> [Directions]: All entries must be transcribed without a single difference.

> [Record set]:
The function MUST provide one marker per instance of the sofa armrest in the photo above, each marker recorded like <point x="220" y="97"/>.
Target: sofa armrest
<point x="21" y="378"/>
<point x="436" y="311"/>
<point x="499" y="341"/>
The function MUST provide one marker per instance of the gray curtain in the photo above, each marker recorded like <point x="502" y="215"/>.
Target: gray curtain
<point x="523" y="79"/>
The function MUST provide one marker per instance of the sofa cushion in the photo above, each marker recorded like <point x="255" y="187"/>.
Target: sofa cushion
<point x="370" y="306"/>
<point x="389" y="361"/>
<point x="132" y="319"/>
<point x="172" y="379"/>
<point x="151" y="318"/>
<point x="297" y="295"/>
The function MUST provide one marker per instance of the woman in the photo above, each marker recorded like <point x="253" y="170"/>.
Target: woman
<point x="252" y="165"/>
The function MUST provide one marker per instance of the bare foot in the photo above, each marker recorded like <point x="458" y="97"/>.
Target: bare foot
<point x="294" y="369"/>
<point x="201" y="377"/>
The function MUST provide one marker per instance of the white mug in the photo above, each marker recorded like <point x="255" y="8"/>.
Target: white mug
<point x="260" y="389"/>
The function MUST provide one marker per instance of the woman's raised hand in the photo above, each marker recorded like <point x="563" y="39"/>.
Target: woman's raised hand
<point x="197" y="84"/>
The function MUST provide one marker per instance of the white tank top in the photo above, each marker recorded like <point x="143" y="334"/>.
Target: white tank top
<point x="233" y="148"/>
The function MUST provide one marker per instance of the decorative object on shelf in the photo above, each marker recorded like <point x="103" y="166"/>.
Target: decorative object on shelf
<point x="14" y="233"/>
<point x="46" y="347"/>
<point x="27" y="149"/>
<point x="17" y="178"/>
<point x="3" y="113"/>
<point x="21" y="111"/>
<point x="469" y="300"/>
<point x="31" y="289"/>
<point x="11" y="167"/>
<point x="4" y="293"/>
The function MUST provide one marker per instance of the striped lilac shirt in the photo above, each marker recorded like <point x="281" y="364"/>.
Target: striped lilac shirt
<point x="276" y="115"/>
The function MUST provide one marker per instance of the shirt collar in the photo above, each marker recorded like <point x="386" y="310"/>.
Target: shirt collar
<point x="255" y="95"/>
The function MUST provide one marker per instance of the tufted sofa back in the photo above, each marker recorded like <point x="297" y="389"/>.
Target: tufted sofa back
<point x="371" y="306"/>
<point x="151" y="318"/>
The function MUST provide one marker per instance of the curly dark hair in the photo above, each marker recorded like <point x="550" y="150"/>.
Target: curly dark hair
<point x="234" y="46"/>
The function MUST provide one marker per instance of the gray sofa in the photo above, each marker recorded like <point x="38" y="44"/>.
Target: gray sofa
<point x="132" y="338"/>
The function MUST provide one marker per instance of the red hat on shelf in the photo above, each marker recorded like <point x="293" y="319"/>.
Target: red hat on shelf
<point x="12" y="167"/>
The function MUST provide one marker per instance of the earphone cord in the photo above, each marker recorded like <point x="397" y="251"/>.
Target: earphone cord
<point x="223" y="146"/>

> [Output]:
The function MUST provide one marker per instance of the sofa armrest in the photo above, each marker recorded like <point x="220" y="97"/>.
Target: sofa armrest
<point x="21" y="378"/>
<point x="436" y="311"/>
<point x="499" y="341"/>
The function MUST provide one marker per instance of the gray curtain in the photo above, each marker recorded like <point x="502" y="215"/>.
Target: gray curtain
<point x="523" y="79"/>
The function MUST provide one marker per instance of the sofa cushion in the photo above, each marker recorded like <point x="255" y="187"/>.
Target: sofa cushion
<point x="370" y="306"/>
<point x="389" y="361"/>
<point x="132" y="319"/>
<point x="172" y="379"/>
<point x="151" y="318"/>
<point x="297" y="295"/>
The function MUST provide one marker per instance of the woman in the photo above, each marker recorded like <point x="253" y="170"/>.
Target: woman
<point x="252" y="165"/>
The function MUST provide one marker per instance of the bare foot in the photo above, each marker recorded like <point x="458" y="97"/>.
Target: bare foot
<point x="294" y="369"/>
<point x="201" y="377"/>
The function MUST provide one marker per instance of the white mug in the photo above, each marker recorded like <point x="255" y="8"/>.
Target: white mug
<point x="260" y="389"/>
The function MUST provide one marker per instance of the woman's raised hand in the photo above, each marker recorded like <point x="563" y="39"/>.
Target: woman's raised hand
<point x="197" y="84"/>
The function MUST provide one marker per instance of the white tank top in the photo above, each marker recorded like <point x="143" y="334"/>.
Target: white tank top
<point x="233" y="148"/>
The function MUST provide one marker per instance of the decorative object on shelf in the photo above, each marker recorded like <point x="103" y="166"/>.
Target: decorative object on shelf
<point x="14" y="233"/>
<point x="46" y="347"/>
<point x="27" y="149"/>
<point x="17" y="178"/>
<point x="3" y="113"/>
<point x="21" y="111"/>
<point x="469" y="300"/>
<point x="31" y="289"/>
<point x="11" y="167"/>
<point x="4" y="293"/>
The function MUST provide one marker per instance of the striped lilac shirt in the photo above, each marker recorded like <point x="281" y="364"/>.
Target: striped lilac shirt
<point x="276" y="115"/>
The function MUST provide one marker per instance of the shirt collar in the photo above, each marker recorded like <point x="386" y="310"/>.
Target: shirt collar
<point x="255" y="95"/>
The function MUST provide one marker per instance of the tufted sofa back in the photo above, each marker recorded like <point x="297" y="389"/>.
Target: tufted sofa back
<point x="371" y="306"/>
<point x="151" y="318"/>
The function MUST provide one marker per instance of the curly dark hair in the photo above, each marker recorded like <point x="550" y="150"/>.
Target: curly dark hair
<point x="234" y="46"/>
The function MUST provide one marker per instance of the gray sofa in the photo above, each marker recorded like <point x="38" y="44"/>.
Target: gray sofa
<point x="132" y="338"/>
The function MUST provide one marker per instance of the red hat on shelf in the photo above, each marker recorded like <point x="293" y="319"/>.
Target: red hat on shelf
<point x="12" y="167"/>
The function MUST provide one marker per instance of the earphone cord in the photo above, each marker recorded like <point x="397" y="251"/>.
Target: earphone cord
<point x="223" y="146"/>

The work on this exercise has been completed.